* _But de l'exercice_:
Renommez « instance » en « occurrence » partout dans ces données et réécrivez-les sans autre modification. Laissez les images de côté.

^^^^^^^^

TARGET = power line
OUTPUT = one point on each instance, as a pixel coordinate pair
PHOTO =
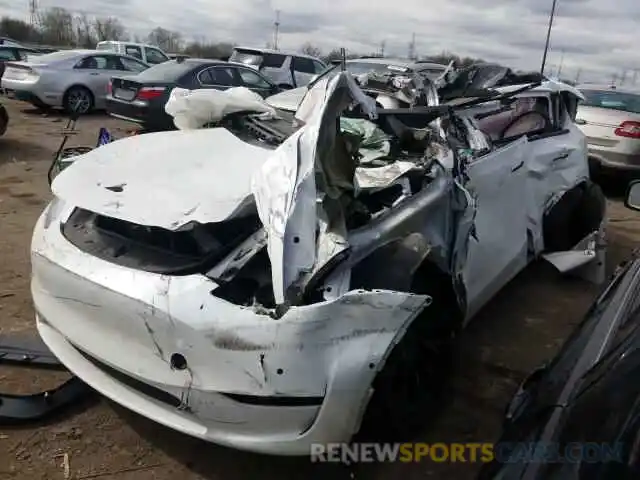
(276, 28)
(546, 46)
(412, 46)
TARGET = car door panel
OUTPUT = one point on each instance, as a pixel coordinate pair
(498, 249)
(557, 166)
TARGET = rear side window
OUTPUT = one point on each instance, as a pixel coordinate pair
(273, 60)
(133, 51)
(100, 62)
(155, 56)
(252, 79)
(303, 65)
(570, 104)
(7, 54)
(218, 76)
(170, 71)
(248, 57)
(133, 66)
(318, 67)
(627, 102)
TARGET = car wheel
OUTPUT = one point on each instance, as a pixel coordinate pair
(411, 386)
(78, 100)
(4, 120)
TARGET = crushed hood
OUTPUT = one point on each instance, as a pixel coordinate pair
(311, 166)
(289, 100)
(165, 179)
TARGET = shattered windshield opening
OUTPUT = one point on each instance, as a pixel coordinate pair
(247, 57)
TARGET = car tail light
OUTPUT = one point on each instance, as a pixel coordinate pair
(628, 129)
(149, 93)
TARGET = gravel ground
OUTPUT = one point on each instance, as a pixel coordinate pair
(519, 329)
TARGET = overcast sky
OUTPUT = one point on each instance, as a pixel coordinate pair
(600, 37)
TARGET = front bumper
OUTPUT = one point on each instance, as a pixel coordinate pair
(31, 92)
(614, 160)
(251, 381)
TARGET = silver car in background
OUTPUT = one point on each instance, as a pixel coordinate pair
(75, 80)
(610, 119)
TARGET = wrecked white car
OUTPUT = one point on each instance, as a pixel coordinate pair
(268, 286)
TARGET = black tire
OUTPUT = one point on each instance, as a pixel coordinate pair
(79, 100)
(410, 388)
(578, 213)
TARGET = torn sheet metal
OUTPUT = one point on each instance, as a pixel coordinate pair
(19, 409)
(131, 178)
(586, 260)
(370, 178)
(193, 109)
(498, 250)
(285, 188)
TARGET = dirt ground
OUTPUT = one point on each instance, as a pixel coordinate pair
(518, 330)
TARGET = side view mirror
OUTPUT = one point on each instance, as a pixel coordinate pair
(632, 199)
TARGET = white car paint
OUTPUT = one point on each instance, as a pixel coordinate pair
(99, 317)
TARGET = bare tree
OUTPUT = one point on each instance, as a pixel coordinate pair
(18, 30)
(57, 27)
(309, 49)
(109, 28)
(167, 40)
(84, 31)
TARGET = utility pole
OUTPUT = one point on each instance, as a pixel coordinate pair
(546, 46)
(276, 28)
(412, 47)
(33, 13)
(561, 62)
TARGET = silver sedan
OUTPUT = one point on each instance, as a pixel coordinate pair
(75, 80)
(610, 119)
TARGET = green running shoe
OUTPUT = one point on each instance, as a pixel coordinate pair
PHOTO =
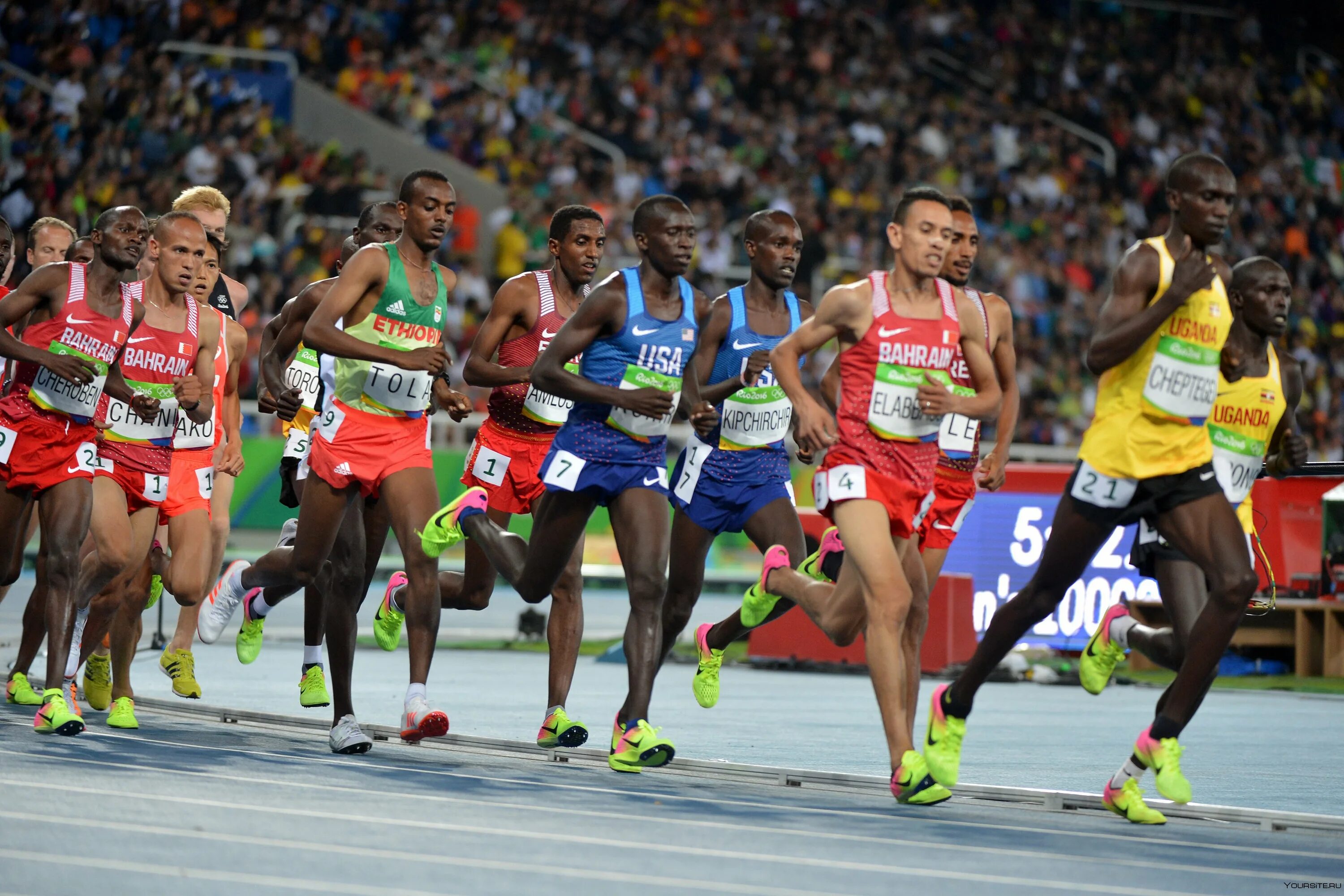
(444, 530)
(706, 681)
(123, 714)
(1101, 655)
(18, 691)
(388, 620)
(757, 602)
(558, 730)
(312, 688)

^^^^^^^^

* _Sortie complète_:
TARGET = power line
OUTPUT = one point on each occurrence, as a pixel coordinate pair
PHOTO =
(276, 28)
(546, 46)
(412, 46)
TARGET = car door panel
OUTPUT = one point on each occurrence, as a pixel coordinate pair
(498, 249)
(557, 166)
TARGET = rear side window
OUTPUT = one point on each occurrence, as a pixel coordinate pair
(273, 60)
(133, 51)
(100, 62)
(155, 56)
(252, 79)
(303, 65)
(570, 104)
(7, 54)
(218, 76)
(170, 71)
(248, 57)
(133, 66)
(318, 67)
(627, 102)
TARGET = car wheel
OUTPUT = one point on each occurrence, as a pixel coordinate pair
(411, 386)
(78, 100)
(4, 120)
TARGET = crushed hood
OUTPUT = one point on each occurrence, as a pixel coordinate pair
(311, 166)
(289, 100)
(165, 179)
TARGET = shattered windshield opening
OUTPUT = one point on each occurrence, as a pixel coordinate pair
(247, 57)
TARGET = car tail light
OUTPUT = one point on each occurrence, as a pixel coordinate pair
(628, 129)
(149, 93)
TARGET = gravel ground
OUTPUT = one point on each occurrence, as a pixel coordinate pair
(519, 329)
TARGET = overcast sky
OUTPUT = one point on each occurrence, as a pixel coordinate pair
(600, 37)
TARGET = front bumper
OUTPUT = one point on each occurrence, as a pixel coordinate pair
(31, 92)
(614, 160)
(251, 381)
TARGET = silver car in background
OUTPUT = one point on each occurrence, as a pixel coordinate pair
(75, 80)
(610, 119)
TARGET = wrecked white car
OUTPUT = one point on each occurrence, as a pixel coordinate pair
(268, 286)
TARGET = black tire
OUTPUT = one point on each occurrence, as a pixel coordinate pair
(79, 100)
(410, 388)
(578, 213)
TARGET = torn sheet metal
OUTPUT = one point on each occurrence, as a pixel coordinate pair
(19, 409)
(131, 178)
(586, 260)
(370, 178)
(193, 109)
(498, 250)
(285, 188)
TARGET = dirt ground
OUTPUT = one point on each occurrence, as a pixel coordinate pair
(518, 330)
TARGET = side view mirror
OUTPUT = one point on each occurrence, as a pixel coordinate pair
(632, 199)
TARGET = white car paint
OUTPUT = one point on each occurrence, as a pixel coordinate pair
(99, 317)
TARGET = bare tree
OUTPUT = one point on each occurrence, as a pixel coordinate pair
(18, 30)
(57, 27)
(309, 49)
(109, 28)
(167, 40)
(84, 31)
TARGET = utility pole
OUTPUT = one point on each occurrence, as a pixel coordinate pair
(546, 46)
(276, 28)
(412, 47)
(33, 13)
(561, 62)
TARGET = silver sedan
OUTPUT = one point on each occurrence, as a pixel coordinate pair
(75, 80)
(610, 119)
TARGET = green running shoe
OUTPUT = one point on each occurrence, as a pixel coordinate pair
PHOTO =
(444, 530)
(706, 681)
(123, 714)
(1101, 655)
(18, 691)
(388, 620)
(757, 602)
(558, 730)
(312, 688)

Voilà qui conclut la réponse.